Give every entry again, word for word and in full.
** begin DATA SUPPLIED **
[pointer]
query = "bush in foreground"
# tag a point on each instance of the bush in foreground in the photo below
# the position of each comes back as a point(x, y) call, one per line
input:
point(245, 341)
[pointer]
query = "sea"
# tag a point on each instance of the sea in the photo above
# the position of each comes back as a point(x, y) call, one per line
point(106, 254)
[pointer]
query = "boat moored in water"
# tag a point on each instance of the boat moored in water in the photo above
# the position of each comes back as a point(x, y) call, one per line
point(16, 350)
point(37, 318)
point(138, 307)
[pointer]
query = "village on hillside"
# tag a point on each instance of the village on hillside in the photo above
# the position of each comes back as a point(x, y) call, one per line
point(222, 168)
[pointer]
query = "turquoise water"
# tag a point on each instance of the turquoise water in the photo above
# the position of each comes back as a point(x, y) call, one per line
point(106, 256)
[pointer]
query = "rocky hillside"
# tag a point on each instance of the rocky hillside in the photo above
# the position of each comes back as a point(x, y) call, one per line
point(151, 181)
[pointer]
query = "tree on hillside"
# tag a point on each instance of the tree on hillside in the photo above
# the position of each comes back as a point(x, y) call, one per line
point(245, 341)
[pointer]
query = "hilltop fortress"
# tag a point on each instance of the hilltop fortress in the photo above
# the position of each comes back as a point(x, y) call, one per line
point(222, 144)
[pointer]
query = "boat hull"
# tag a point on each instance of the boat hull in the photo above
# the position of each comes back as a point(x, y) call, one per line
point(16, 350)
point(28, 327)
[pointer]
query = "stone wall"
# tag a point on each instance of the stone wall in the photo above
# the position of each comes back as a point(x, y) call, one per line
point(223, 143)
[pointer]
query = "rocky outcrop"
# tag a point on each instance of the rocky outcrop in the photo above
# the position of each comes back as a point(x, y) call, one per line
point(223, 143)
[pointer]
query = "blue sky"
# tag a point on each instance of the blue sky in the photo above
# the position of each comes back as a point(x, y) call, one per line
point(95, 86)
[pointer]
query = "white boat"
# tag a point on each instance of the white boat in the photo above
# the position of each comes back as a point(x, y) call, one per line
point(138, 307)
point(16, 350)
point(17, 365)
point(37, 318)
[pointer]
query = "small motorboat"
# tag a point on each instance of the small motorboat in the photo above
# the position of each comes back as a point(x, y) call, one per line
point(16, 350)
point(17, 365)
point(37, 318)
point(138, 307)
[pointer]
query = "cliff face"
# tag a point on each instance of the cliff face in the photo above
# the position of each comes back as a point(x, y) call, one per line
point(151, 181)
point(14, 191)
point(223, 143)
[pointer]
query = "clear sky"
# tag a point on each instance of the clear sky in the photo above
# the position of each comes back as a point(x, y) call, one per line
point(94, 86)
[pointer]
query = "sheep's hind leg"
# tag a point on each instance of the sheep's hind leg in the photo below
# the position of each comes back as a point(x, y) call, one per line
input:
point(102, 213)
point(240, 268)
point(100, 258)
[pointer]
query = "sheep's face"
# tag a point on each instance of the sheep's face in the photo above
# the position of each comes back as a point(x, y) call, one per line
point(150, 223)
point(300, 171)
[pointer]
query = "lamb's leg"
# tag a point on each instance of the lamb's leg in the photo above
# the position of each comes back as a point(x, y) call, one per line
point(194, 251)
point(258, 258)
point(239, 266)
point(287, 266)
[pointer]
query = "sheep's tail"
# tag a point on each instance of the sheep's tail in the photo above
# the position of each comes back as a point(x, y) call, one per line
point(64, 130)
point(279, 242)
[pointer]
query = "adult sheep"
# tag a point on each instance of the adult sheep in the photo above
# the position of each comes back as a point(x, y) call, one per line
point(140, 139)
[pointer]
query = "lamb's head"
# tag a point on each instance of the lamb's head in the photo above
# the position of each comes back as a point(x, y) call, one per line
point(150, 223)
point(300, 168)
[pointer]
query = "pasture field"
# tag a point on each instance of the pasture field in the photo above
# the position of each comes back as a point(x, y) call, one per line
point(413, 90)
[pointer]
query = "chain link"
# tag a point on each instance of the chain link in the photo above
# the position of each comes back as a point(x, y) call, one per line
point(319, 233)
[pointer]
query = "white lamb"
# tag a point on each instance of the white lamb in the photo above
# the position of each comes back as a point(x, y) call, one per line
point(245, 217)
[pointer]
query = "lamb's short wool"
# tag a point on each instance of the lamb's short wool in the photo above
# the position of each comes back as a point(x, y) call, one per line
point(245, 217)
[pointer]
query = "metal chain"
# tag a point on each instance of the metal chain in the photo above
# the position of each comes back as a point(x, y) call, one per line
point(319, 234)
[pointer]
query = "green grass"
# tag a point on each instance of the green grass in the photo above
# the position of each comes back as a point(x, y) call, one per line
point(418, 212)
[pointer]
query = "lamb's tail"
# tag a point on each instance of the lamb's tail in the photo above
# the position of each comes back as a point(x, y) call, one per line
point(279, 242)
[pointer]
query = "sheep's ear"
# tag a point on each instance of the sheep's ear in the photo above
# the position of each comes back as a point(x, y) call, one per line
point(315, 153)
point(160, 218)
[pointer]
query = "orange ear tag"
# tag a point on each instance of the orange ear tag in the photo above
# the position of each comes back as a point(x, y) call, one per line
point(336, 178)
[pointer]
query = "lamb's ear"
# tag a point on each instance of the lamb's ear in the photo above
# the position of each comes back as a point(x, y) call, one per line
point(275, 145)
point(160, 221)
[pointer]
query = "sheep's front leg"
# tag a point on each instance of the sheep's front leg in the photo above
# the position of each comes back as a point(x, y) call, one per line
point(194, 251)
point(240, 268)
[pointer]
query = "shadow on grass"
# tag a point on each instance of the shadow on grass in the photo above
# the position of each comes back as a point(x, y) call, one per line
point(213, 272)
** end DATA SUPPLIED **
■ **ANSWER TO THE TASK**:
[pointer]
query = "bush in foreground"
# tag a point on each instance of the bush in foreground in the photo below
# the position of each comes back as a point(x, y) call, one per line
input:
point(245, 341)
[pointer]
query = "sea"
# tag a point on each instance of the sea in the photo above
# the position of each comes back as a point(x, y) call, one per line
point(106, 254)
[pointer]
query = "boat moored in water"
# tag a point on each instance of the boat moored in water in the photo above
# the position of each comes back as a point(x, y) call, one per line
point(16, 350)
point(37, 318)
point(138, 307)
[pointer]
query = "village on hillside"
# tag a point on each instance of the village on hillside in the photo above
# the position of each comes back as a point(x, y) call, one per line
point(222, 168)
[pointer]
query = "turquoise water"
# tag a point on each instance of the turquoise water in the photo above
# the position of each comes back as a point(x, y) call, one per line
point(106, 256)
[pointer]
query = "rocky hillside"
# tag a point on each instance of the rocky hillside in the photo above
# the position of each comes back as a point(x, y) call, one per line
point(151, 181)
[pointer]
query = "tree on hillside"
# tag a point on each instance of the tree on hillside in the photo above
# the position of each comes back as a point(x, y) call, one per line
point(245, 341)
[pointer]
query = "hilltop fortress"
# tag a point on each instance of the hilltop fortress in the photo above
# the position of each comes back as a point(x, y) call, one per line
point(222, 144)
[pointer]
query = "boat hull"
# tag a point on each instance of the boat hull in the photo above
# the position of each comes back as a point(x, y) call, one per line
point(16, 350)
point(28, 327)
[pointer]
query = "stone wall"
# tag a point on each instance of the stone wall in the photo above
# the position of each comes back as a point(x, y) call, one per line
point(223, 143)
[pointer]
query = "rocky outcrop"
# tag a point on each instance of the rocky outcrop in the photo above
# the position of each comes back as a point(x, y) call, one per line
point(223, 143)
[pointer]
query = "blue sky"
# tag a point on each instance of the blue sky in the photo above
# the position of each comes back as a point(x, y) call, one per line
point(95, 86)
[pointer]
query = "white boat"
# tag a point on each instance of the white boat in the photo above
# the position of each comes back as a point(x, y) call, one per line
point(138, 307)
point(16, 350)
point(17, 365)
point(37, 318)
[pointer]
query = "small motorboat"
# tag a point on each instance of the small motorboat in the photo above
# the position of each comes back as a point(x, y) call, one per line
point(16, 350)
point(17, 365)
point(37, 318)
point(138, 307)
[pointer]
query = "cliff face"
# tag a point on each instance of the cliff face in the photo above
# the position of each comes back as a point(x, y) call, one per line
point(151, 181)
point(14, 191)
point(223, 143)
[pointer]
query = "clear sky"
# tag a point on each instance of the clear sky in the photo above
# the position of each comes back as a point(x, y) call, one per line
point(94, 86)
[pointer]
query = "sheep's hind leg"
# tag a point on each instance of the sheep's hind leg in the photo below
# the position of each comes back as a point(x, y) call, one per line
input:
point(102, 213)
point(240, 268)
point(100, 258)
[pointer]
query = "sheep's face"
# tag a point on each instance of the sheep's face in the photo above
# the position of each comes back as a point(x, y) call, one per line
point(150, 223)
point(300, 171)
[pointer]
query = "lamb's leg"
# tag a point on each instance of the lamb's leg in the photo above
# the position of each comes back as a point(x, y) call, one per line
point(194, 251)
point(258, 258)
point(239, 266)
point(287, 266)
[pointer]
query = "sheep's tail"
# tag a point on each instance of the sheep's tail in the photo above
# the position of each comes back as a point(x, y) call, one per line
point(64, 130)
point(279, 242)
[pointer]
query = "adult sheep"
# tag a point on each instance of the adult sheep in the photo above
# the position of each comes back as a point(x, y) call, one per line
point(140, 139)
[pointer]
query = "lamb's head"
# tag a point on each instance of the lamb's head in the photo above
# the position of each comes back as a point(x, y) call, one per line
point(150, 223)
point(300, 168)
[pointer]
query = "pasture field"
# tag a point on each instance of the pasture field in the photo above
# the position of each comes back as a point(x, y) call, one per line
point(413, 90)
[pointer]
query = "chain link"
# tag a point on each instance of the chain link in the photo above
# the position of each comes back as a point(x, y) call, one per line
point(319, 233)
[pointer]
query = "white lamb"
# tag a point on each instance of the white lamb in the photo above
# the position of each comes back as a point(x, y) call, one per line
point(245, 217)
[pointer]
query = "lamb's short wool"
# tag a point on each instance of the lamb's short wool in the photo above
# the position of each comes back as a point(x, y) call, one per line
point(245, 217)
[pointer]
query = "metal chain"
# tag a point on each instance of the metal chain in the photo above
# the position of each comes back as a point(x, y) call, one per line
point(319, 234)
[pointer]
query = "green grass"
# tag a point on each instance of the green grass in the photo above
# the position of each comes back as a point(x, y) call, one per line
point(418, 212)
[pointer]
query = "lamb's tail"
# tag a point on each instance of the lamb's tail in the photo above
# the position of each comes back as a point(x, y) call, one per line
point(279, 242)
[pointer]
query = "sheep's ear"
# tag a point on each instance of the sheep's ear in the photo above
# the position of each comes back as a point(x, y) call, one per line
point(315, 153)
point(160, 218)
[pointer]
query = "orange ear tag"
# tag a point on each instance of the orange ear tag in the photo above
# the position of each comes back as a point(x, y) call, one per line
point(336, 178)
[pointer]
query = "lamb's ear"
# tag a point on each instance of the lamb's ear in the photo above
# the position of each comes back as a point(x, y) call, one per line
point(275, 145)
point(160, 221)
[pointer]
query = "sheep's front leg"
# tag a point on each instance of the sheep's front leg in the photo above
# the position of each comes back as a point(x, y) call, one per line
point(194, 251)
point(240, 268)
[pointer]
query = "shadow on grass"
# tag a point on each instance of the shadow on grass in the photo above
# the position of each comes back as a point(x, y) call, one per line
point(213, 272)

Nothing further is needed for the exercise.